THE TASK:
Reproduce the records starting at the beginning and ending at the line containing "pixel 70 197", keeping the requests as they are. In the answers only, multiply each coordinate by 0.65 and round it to a whole number, with halves rounded up.

[Coordinate annotation records]
• • • • •

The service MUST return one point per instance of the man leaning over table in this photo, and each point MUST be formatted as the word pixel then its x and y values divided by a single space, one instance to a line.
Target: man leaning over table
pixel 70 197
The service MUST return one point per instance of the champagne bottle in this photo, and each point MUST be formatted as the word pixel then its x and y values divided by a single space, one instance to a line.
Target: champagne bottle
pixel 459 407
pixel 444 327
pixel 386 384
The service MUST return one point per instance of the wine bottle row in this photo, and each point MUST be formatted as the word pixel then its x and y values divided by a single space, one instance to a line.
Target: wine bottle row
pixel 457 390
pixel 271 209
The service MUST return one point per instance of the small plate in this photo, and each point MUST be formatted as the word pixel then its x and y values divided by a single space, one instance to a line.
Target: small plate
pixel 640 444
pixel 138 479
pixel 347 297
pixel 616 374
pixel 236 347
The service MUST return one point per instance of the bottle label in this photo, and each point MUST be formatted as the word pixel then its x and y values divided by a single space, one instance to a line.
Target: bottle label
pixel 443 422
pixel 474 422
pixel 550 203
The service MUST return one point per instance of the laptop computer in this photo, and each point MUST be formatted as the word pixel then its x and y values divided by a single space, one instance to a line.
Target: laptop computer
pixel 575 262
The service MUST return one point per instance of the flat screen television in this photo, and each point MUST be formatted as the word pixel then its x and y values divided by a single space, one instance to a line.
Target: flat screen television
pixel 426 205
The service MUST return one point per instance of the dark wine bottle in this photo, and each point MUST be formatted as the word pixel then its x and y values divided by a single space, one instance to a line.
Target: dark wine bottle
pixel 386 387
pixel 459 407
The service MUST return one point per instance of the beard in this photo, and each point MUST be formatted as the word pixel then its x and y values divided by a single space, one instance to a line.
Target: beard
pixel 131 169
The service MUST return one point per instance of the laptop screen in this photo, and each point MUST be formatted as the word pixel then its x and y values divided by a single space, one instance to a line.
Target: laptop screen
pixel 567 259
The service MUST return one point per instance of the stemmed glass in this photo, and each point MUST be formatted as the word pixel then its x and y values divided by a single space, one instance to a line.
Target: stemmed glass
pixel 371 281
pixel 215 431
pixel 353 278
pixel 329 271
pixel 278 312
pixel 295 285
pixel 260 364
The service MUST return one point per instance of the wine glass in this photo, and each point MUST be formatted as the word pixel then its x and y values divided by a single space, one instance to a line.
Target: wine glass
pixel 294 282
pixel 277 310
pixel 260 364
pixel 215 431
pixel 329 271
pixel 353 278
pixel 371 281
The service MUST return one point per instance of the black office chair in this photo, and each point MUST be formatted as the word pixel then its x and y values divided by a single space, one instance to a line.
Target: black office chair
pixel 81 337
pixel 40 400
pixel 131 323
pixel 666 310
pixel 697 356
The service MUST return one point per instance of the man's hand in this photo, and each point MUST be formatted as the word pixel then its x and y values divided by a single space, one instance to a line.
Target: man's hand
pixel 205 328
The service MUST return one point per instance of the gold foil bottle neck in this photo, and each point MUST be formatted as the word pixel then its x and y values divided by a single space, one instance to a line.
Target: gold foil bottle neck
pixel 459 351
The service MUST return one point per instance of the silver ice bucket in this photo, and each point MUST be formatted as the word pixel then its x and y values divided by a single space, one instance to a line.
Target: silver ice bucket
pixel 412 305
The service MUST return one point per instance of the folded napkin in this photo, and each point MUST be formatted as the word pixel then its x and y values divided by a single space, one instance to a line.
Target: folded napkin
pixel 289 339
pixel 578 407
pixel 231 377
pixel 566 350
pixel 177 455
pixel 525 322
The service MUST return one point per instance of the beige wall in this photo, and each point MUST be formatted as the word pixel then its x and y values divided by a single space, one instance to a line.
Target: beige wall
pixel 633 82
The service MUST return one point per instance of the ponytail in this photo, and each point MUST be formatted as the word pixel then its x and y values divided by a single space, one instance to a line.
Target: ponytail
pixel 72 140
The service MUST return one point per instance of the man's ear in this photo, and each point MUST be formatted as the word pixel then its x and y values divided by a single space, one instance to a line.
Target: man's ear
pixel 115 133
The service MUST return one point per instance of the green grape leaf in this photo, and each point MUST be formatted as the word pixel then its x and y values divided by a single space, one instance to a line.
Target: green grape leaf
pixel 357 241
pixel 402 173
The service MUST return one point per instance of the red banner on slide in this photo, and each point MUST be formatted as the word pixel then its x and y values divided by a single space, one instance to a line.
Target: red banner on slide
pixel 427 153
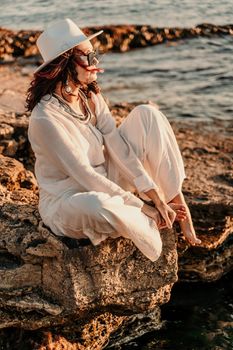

• • • • •

ANSWER BELOW:
The service MUST return one point per instance of the man leaning over table in this photo, and each point MUST be formatted as the word pixel then its x and y values divided by a single space, one instance to a line.
Target: man leaning over table
pixel 46 128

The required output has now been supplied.